_Instructions to follow_
Copy out the following lines word for word, with nothing changed.

+--

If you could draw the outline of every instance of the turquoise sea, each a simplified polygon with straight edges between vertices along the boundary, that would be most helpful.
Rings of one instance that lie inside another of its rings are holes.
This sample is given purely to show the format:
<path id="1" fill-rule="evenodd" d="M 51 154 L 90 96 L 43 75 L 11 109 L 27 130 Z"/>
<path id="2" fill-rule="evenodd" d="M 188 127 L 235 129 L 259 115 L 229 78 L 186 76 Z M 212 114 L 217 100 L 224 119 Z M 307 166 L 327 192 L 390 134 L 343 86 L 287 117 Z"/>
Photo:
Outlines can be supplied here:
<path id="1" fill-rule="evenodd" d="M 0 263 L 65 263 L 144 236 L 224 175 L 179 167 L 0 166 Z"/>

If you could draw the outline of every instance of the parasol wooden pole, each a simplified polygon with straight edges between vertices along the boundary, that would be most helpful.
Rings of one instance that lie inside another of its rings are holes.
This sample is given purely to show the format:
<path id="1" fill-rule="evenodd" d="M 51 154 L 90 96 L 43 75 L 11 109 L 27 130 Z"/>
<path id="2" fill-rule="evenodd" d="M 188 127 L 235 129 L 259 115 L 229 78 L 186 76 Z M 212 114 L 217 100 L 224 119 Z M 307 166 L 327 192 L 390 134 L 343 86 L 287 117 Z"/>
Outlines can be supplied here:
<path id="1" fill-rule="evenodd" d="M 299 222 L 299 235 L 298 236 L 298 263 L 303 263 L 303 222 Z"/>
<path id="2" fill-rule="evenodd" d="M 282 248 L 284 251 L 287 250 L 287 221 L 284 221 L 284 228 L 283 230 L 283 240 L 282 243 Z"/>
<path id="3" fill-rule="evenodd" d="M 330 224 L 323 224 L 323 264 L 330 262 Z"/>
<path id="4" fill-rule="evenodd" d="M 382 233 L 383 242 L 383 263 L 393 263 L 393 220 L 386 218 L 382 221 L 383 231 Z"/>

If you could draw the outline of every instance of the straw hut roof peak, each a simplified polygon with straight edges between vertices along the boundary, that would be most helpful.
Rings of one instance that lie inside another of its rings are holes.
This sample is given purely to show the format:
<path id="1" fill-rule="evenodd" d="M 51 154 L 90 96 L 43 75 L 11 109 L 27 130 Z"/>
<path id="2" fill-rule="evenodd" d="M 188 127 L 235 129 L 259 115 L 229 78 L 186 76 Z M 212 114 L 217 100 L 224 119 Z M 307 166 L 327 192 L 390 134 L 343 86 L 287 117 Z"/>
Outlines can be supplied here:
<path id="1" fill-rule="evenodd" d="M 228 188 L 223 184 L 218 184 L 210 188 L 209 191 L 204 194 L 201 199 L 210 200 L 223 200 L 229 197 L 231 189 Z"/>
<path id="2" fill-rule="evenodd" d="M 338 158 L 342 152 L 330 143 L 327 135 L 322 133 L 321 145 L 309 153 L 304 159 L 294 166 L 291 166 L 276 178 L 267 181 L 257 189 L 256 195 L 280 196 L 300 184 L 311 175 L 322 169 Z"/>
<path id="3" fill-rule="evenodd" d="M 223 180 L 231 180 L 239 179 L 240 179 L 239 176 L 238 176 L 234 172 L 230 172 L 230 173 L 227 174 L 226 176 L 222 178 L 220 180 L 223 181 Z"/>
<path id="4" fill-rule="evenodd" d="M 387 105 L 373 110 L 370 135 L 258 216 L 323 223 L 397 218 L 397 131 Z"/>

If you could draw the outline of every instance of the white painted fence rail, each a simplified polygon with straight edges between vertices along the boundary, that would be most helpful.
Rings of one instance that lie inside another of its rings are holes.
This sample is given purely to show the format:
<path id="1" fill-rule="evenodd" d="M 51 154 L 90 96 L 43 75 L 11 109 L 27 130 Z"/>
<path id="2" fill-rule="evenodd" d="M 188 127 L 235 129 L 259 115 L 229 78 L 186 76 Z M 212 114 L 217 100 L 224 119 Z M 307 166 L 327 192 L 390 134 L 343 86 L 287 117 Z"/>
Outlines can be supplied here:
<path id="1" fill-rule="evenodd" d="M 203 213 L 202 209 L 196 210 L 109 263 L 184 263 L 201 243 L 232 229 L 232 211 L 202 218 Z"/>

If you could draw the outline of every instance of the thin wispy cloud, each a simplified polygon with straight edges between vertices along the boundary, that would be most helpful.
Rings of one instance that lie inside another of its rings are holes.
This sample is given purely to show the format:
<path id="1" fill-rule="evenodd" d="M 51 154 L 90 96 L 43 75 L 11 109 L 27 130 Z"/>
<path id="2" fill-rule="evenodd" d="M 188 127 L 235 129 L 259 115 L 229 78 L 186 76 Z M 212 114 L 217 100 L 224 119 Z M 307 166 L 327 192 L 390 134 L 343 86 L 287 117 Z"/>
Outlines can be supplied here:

+--

_Expected output_
If you could draw the outline of every instance of the turquoise sea, each a simplified polygon with straight edges between vertices along the boundary, that would be most helpful.
Rings of one instance that lie inside another of its rings are holes.
This sample is given purely to show the format:
<path id="1" fill-rule="evenodd" d="M 51 154 L 90 96 L 43 75 L 11 109 L 27 130 Z"/>
<path id="2" fill-rule="evenodd" d="M 188 127 L 235 129 L 259 115 L 229 78 L 186 76 Z M 212 114 L 217 100 L 224 119 Z M 307 166 L 327 192 L 390 134 L 343 86 L 287 117 Z"/>
Photo:
Outlines can be supplied here:
<path id="1" fill-rule="evenodd" d="M 0 263 L 65 263 L 144 236 L 224 175 L 179 167 L 0 166 Z"/>

If you could draw the outline of every instance of the parasol wooden pole, each a simplified polygon with straight edges between vertices along the boundary, that would be most helpful.
Rings of one instance that lie inside another of its rings are holes.
This sample is given purely to show the format:
<path id="1" fill-rule="evenodd" d="M 51 154 L 90 96 L 43 75 L 11 109 L 27 130 Z"/>
<path id="2" fill-rule="evenodd" d="M 188 127 L 235 129 L 259 115 L 229 78 L 186 76 Z M 212 114 L 217 100 L 224 119 Z M 307 166 L 327 192 L 390 134 L 343 86 L 287 117 Z"/>
Outlines can be supplied here:
<path id="1" fill-rule="evenodd" d="M 299 222 L 299 235 L 298 236 L 298 263 L 303 263 L 303 222 Z"/>
<path id="2" fill-rule="evenodd" d="M 282 248 L 284 251 L 287 250 L 287 221 L 284 221 L 284 228 L 283 230 L 283 240 L 282 243 Z"/>
<path id="3" fill-rule="evenodd" d="M 330 224 L 323 224 L 323 264 L 330 262 Z"/>
<path id="4" fill-rule="evenodd" d="M 382 233 L 383 242 L 383 263 L 393 263 L 393 220 L 386 218 L 382 221 L 383 231 Z"/>

If you could draw the outline of every instance of the straw hut roof peak, each a simplified polygon with straight edges between vertices along the boundary, that would be most helpful.
Rings of one instance that lie inside another of its rings are holes.
This sample is given purely to show the format:
<path id="1" fill-rule="evenodd" d="M 51 154 L 90 96 L 43 75 L 11 109 L 27 130 Z"/>
<path id="2" fill-rule="evenodd" d="M 188 127 L 235 129 L 259 115 L 229 78 L 186 76 Z M 212 114 L 217 100 L 224 119 Z M 307 166 L 327 192 L 390 134 L 343 86 L 287 117 Z"/>
Outlines can be supplied here:
<path id="1" fill-rule="evenodd" d="M 228 188 L 223 184 L 218 184 L 210 188 L 209 191 L 204 194 L 201 199 L 210 200 L 223 200 L 229 197 L 231 189 Z"/>
<path id="2" fill-rule="evenodd" d="M 338 158 L 342 152 L 330 143 L 327 135 L 322 133 L 321 145 L 309 153 L 304 159 L 294 166 L 291 166 L 276 178 L 267 181 L 257 189 L 256 195 L 280 196 L 300 184 L 311 175 L 322 169 Z"/>
<path id="3" fill-rule="evenodd" d="M 223 180 L 231 180 L 239 179 L 240 179 L 239 176 L 238 176 L 234 172 L 230 172 L 230 173 L 227 174 L 226 176 L 222 178 L 220 180 L 223 181 Z"/>
<path id="4" fill-rule="evenodd" d="M 387 105 L 373 110 L 370 135 L 258 216 L 323 223 L 397 218 L 397 131 Z"/>

If you could draw the outline of every instance of the white painted fence rail, each a simplified polygon with straight edges between vertices along the boundary, that would be most helpful.
Rings of one instance that lie inside another of its rings are holes.
This sample is given purely to show the format:
<path id="1" fill-rule="evenodd" d="M 51 154 L 90 96 L 43 75 L 11 109 L 27 130 Z"/>
<path id="2" fill-rule="evenodd" d="M 188 127 L 235 129 L 259 115 L 229 78 L 186 76 Z M 212 114 L 217 100 L 224 119 Z M 307 166 L 327 192 L 390 134 L 343 86 L 287 117 Z"/>
Outlines can be supplied here:
<path id="1" fill-rule="evenodd" d="M 203 213 L 202 209 L 196 210 L 109 263 L 184 263 L 201 243 L 232 229 L 232 211 L 202 218 Z"/>

If you could draw the outline of every instance of the thin wispy cloud, each a simplified polygon with straight edges between vertices along the boundary, that would be most helpful.
Rings of one instance that lie inside another of its rings are holes.
This sample is given purely to show the format:
<path id="1" fill-rule="evenodd" d="M 51 154 L 90 96 L 43 75 L 11 109 L 27 130 Z"/>
<path id="2" fill-rule="evenodd" d="M 188 127 L 235 129 L 259 115 L 229 78 L 186 76 Z M 212 114 L 217 100 L 224 119 Z M 307 166 L 327 192 L 390 134 L 343 86 L 287 117 Z"/>
Outlines can be supplied here:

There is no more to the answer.